## SHORT EXERCISE
Reproduce exactly the lines below, starting with the line that contains "of the lake" and ending with the last line of the records, both included, and nothing else.

--- BEGIN MATERIAL PROVIDED ---

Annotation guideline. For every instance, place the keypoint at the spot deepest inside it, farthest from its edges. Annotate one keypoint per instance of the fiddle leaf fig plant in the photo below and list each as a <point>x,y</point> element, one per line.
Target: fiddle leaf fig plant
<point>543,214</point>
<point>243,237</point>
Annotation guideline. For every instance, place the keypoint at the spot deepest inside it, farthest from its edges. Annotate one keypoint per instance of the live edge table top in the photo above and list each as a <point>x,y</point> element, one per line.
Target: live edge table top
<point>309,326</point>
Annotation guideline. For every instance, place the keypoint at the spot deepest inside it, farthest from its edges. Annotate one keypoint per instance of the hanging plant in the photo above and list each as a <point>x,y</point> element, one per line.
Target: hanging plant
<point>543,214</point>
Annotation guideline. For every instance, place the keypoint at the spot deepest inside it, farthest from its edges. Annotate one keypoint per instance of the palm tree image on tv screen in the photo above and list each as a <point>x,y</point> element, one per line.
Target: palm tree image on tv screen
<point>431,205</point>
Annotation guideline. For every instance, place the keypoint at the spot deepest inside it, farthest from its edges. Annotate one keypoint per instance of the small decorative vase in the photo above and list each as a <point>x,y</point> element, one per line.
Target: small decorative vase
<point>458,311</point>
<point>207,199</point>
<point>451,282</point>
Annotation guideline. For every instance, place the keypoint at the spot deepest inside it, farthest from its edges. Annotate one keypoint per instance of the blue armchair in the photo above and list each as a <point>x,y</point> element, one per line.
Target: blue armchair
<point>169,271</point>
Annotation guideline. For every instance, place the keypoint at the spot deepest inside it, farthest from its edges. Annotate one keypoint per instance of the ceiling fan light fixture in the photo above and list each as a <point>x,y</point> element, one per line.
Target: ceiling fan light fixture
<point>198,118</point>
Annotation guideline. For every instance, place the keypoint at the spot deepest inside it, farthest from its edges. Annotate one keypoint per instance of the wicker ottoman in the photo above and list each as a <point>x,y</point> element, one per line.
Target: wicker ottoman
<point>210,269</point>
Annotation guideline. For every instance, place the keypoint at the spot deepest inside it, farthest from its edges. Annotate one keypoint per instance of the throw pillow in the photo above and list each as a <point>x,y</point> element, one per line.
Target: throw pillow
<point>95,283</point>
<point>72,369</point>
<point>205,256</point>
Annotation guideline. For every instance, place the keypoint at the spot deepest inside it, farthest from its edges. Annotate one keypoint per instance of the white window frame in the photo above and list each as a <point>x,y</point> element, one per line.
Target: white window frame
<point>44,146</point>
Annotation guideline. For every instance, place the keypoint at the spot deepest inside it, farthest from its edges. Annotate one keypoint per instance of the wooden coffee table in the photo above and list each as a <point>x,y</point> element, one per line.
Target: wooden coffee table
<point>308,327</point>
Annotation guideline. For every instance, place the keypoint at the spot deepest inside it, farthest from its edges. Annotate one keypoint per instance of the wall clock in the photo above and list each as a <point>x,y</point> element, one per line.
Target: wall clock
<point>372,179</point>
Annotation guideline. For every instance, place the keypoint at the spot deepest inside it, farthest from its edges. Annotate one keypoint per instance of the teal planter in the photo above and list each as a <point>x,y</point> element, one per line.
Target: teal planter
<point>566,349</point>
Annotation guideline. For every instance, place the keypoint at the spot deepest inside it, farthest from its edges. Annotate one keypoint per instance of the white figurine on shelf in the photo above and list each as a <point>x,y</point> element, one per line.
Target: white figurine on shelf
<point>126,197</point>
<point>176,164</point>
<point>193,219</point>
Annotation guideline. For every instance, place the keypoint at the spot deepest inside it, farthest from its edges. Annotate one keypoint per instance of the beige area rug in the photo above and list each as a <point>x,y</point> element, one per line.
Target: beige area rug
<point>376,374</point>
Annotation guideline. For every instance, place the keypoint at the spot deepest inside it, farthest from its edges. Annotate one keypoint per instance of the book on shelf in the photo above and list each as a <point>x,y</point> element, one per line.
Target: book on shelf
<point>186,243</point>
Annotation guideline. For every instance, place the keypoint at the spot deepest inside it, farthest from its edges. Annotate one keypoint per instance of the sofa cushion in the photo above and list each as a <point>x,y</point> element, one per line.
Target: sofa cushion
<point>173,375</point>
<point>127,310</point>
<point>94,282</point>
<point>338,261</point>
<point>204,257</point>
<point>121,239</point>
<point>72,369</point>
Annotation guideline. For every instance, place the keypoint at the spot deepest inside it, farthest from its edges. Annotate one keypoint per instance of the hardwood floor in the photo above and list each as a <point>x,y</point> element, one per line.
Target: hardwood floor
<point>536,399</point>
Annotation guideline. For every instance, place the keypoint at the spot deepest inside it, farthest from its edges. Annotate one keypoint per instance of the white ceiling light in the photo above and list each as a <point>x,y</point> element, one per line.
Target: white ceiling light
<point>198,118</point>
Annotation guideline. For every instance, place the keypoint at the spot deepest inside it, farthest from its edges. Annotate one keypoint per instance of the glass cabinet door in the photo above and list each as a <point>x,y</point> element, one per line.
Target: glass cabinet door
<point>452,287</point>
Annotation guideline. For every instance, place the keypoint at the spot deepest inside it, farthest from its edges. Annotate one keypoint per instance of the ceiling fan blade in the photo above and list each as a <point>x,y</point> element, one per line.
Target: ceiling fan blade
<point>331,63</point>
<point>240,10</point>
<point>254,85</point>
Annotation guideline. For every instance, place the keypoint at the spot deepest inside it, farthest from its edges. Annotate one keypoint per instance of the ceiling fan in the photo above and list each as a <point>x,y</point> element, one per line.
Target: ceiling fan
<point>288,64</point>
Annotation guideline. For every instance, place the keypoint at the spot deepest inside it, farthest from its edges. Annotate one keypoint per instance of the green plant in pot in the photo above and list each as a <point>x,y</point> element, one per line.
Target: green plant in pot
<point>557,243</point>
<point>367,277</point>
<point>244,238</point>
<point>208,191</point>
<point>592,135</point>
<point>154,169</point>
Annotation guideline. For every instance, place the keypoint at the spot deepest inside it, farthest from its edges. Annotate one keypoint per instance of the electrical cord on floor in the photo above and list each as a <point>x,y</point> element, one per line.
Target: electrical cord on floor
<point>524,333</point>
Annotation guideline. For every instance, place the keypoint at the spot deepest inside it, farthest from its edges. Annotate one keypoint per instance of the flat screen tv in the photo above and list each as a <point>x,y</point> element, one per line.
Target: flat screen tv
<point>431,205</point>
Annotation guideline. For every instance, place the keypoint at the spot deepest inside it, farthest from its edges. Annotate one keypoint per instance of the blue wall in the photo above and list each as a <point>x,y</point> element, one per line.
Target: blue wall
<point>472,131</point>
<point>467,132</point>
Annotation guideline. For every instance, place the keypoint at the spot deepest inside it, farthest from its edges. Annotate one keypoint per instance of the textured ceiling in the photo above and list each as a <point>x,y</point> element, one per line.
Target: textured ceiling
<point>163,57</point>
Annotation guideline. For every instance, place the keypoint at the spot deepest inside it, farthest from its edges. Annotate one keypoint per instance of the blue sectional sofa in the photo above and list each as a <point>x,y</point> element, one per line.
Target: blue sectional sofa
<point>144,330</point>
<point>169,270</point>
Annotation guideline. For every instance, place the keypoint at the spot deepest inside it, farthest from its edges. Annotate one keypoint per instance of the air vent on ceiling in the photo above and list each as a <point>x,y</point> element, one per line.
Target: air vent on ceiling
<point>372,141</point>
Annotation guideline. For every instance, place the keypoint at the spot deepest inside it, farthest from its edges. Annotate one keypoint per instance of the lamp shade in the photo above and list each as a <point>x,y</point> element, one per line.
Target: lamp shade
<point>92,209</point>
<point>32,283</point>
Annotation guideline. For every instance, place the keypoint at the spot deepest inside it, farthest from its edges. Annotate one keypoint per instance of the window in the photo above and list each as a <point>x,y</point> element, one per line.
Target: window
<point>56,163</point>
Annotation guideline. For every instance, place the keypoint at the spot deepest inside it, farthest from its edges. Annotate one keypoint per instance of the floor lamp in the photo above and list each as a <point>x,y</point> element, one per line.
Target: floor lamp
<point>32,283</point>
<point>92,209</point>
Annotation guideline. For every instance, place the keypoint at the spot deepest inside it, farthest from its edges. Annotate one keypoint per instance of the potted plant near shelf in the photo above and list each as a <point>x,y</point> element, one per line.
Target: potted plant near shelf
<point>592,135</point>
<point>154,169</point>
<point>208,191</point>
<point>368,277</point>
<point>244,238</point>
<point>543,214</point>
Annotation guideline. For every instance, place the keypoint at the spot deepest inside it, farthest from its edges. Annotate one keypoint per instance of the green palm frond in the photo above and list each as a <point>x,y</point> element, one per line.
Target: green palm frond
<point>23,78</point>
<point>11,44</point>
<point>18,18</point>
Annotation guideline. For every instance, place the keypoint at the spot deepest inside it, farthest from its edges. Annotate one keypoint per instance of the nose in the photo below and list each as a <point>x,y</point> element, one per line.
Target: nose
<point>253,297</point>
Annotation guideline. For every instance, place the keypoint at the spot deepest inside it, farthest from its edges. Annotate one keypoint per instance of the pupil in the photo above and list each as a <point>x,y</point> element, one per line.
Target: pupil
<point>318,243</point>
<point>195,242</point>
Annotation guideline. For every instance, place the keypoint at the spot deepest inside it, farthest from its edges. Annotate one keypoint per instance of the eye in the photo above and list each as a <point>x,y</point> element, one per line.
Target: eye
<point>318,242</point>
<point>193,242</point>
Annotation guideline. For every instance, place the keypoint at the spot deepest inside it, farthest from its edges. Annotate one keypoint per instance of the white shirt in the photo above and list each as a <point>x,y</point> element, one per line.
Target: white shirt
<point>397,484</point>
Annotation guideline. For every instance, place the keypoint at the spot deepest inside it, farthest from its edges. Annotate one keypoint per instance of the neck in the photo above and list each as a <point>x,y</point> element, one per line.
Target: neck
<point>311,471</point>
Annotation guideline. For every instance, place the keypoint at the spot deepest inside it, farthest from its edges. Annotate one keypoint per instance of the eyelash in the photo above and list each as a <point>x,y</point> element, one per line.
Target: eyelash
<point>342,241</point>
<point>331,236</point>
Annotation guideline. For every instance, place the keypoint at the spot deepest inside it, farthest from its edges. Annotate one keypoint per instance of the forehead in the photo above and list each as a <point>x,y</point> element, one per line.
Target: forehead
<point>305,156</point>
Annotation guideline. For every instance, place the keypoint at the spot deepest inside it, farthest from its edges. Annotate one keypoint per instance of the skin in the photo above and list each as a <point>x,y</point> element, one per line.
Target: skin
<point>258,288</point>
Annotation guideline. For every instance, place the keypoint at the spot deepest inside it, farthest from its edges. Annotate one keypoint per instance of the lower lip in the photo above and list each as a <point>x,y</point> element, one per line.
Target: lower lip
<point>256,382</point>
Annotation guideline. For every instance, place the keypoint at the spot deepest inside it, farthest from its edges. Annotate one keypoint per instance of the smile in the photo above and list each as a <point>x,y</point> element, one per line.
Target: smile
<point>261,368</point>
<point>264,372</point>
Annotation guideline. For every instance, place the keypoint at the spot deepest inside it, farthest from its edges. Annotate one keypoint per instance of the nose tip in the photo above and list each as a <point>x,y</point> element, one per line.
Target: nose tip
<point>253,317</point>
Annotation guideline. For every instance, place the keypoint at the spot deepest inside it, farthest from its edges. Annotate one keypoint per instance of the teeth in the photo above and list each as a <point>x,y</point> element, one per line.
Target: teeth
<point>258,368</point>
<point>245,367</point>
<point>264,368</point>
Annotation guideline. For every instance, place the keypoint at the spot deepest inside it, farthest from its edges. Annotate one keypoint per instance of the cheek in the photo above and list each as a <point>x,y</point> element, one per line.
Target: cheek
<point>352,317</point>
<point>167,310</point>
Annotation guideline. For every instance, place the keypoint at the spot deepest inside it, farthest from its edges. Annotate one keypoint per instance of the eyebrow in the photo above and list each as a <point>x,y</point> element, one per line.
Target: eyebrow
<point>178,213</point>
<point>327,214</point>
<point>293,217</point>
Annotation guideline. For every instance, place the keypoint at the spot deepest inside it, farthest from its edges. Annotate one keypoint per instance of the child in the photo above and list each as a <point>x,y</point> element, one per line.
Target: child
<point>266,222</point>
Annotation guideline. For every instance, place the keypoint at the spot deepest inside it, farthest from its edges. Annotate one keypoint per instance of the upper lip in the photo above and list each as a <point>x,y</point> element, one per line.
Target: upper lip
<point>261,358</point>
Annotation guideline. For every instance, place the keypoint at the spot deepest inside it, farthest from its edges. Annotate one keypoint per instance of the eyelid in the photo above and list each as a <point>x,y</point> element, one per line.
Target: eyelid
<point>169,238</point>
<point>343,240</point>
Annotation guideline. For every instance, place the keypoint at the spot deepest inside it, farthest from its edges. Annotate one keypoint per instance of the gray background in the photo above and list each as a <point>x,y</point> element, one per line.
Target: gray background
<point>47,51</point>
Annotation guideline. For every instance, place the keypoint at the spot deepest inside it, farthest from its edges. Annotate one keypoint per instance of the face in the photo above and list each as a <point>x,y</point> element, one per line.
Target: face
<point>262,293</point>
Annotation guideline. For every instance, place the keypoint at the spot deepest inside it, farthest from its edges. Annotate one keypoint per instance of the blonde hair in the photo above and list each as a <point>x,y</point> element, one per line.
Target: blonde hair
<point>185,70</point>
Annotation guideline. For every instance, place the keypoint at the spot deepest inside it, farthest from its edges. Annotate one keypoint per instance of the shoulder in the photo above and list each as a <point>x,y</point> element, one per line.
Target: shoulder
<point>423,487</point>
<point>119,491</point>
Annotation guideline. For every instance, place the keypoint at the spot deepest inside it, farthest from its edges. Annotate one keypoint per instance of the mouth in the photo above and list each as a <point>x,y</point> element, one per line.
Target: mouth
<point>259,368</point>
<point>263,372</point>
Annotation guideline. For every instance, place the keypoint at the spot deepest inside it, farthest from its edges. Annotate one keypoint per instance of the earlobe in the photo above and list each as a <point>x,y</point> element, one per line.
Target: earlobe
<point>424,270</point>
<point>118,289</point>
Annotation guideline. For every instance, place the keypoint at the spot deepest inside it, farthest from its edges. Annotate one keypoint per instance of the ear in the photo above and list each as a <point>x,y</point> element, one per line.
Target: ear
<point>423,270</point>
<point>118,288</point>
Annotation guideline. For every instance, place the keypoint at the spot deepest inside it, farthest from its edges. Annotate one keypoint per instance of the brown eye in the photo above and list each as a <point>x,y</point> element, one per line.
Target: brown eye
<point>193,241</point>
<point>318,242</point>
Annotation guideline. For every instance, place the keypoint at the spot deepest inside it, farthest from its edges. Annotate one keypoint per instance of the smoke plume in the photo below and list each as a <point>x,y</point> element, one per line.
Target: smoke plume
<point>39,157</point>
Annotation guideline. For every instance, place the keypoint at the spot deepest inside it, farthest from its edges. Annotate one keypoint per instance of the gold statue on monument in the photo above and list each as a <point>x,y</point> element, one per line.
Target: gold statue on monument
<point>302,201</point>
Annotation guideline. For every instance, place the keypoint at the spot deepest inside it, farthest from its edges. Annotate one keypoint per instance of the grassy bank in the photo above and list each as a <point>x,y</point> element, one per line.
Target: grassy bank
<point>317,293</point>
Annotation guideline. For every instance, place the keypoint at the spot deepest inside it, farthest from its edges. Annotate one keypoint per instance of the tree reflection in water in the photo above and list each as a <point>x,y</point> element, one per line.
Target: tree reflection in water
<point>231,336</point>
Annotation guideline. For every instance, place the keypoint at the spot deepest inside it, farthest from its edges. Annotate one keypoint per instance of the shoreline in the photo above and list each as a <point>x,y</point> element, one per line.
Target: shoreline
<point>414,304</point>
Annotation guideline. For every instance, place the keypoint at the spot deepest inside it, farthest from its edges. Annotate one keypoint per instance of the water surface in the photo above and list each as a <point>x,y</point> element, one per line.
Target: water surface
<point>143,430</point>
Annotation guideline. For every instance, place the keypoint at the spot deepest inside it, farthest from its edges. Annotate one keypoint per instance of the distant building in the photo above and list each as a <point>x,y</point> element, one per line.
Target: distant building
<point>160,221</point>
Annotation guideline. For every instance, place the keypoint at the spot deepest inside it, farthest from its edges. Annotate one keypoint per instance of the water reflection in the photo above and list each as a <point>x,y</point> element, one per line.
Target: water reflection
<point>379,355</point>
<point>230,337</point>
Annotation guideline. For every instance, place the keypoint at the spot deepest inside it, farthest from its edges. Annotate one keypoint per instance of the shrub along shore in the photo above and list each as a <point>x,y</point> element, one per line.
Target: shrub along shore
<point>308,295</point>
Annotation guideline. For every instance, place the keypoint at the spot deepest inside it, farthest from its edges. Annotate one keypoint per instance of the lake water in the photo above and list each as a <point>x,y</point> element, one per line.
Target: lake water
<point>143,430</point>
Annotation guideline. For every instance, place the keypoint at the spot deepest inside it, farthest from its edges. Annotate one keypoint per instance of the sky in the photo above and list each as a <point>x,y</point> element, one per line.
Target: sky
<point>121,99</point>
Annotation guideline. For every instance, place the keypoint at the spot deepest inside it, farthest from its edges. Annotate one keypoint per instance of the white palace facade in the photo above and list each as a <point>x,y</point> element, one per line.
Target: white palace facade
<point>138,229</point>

--- END MATERIAL PROVIDED ---

## TASK OUTPUT
Annotation guideline. For every instance, place the keypoint at the spot deepest inside it, farthest from its edges. Annotate one keypoint per instance of the lake water in the photo above and list each as a <point>x,y</point> element, one per line.
Target: lake water
<point>143,430</point>
Annotation guideline. For every instance, place the keypoint at the spot deepest inside it, farthest from its edges. Annotate one keypoint per instance of the sky in the photo above and list each as a <point>x,y</point> element, one per line.
Target: sky
<point>121,99</point>
Annotation guideline. For every instance, place the keypoint at the spot deepest inside it, farthest from its edges. Annotate one keypoint per instance of the white palace facade in the photo above and list each as a <point>x,y</point> element, one per line.
Target: white palace facade
<point>138,229</point>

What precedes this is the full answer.